Ok, I see. Thanks for the comment.

Still, since we internally already have both implementations for
kind=4 and kind=8, we could as well make use of them, I guess.

If not, we definitely need to fix the documentation of LTIME, since
the current version simply does not work with TIME8(), unless one uses
-fdefault-integer-8 (which is not mentioned in the docu).

Cheers,
Janus

Re: Documentation of LTIME

2016-11-26 Thread Janne Blomqvist

On Sat, Nov 26, 2016 at 7:03 PM, Janus Weil  wrote:
> 2016-11-26 17:58 GMT+01:00 Janus Weil :
 * possibly add some more cross-links to intrinsic.texi
>>>
>>> Could you please elaborate?
>>
>> I just mean it might be useful to add some more links from LTIME to
>> ITIME, IDATE and DATE_AND_DATE (and back?). They are are all very
>> similar.
>
> Sorry, I meant DATE_AND_TIME here.

• [Task brief]
Answer these questions from the thread excerpt:
(a) For which two kinds does the excerpt say implementations already exist internally?
(b) Which compiler option must be used for the current LTIME documentation to work with TIME8()?
(c) Which three intrinsics are proposed as cross-link targets from LTIME, after the correction?

• [Raw data]

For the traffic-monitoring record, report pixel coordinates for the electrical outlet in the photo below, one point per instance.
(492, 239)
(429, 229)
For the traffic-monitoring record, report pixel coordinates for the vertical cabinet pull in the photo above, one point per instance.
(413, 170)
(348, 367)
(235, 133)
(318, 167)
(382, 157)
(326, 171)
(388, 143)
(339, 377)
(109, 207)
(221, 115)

==

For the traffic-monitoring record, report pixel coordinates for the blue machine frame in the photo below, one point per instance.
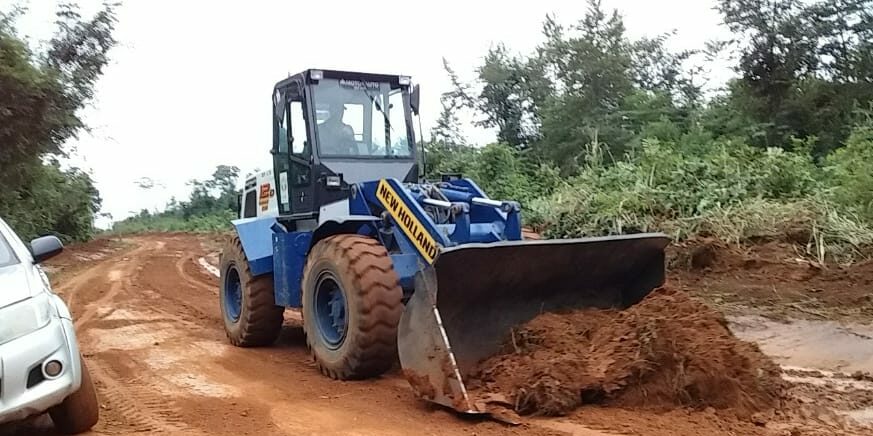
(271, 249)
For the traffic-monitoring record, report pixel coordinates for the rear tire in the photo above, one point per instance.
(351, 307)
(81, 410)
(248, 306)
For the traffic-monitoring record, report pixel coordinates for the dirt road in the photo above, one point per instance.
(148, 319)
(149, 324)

---

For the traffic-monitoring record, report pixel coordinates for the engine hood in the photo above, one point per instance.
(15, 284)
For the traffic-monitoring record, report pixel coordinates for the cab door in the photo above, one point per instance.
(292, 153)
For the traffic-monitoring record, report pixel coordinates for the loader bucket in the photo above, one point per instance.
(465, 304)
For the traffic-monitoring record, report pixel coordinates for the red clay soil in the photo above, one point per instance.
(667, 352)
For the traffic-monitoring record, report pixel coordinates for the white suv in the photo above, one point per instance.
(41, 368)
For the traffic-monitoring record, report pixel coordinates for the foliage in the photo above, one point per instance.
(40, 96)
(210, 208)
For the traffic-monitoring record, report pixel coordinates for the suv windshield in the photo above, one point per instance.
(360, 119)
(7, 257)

• [Result]
(a) kind=4 and kind=8
(b) -fdefault-integer-8
(c) ITIME, IDATE and DATE_AND_TIME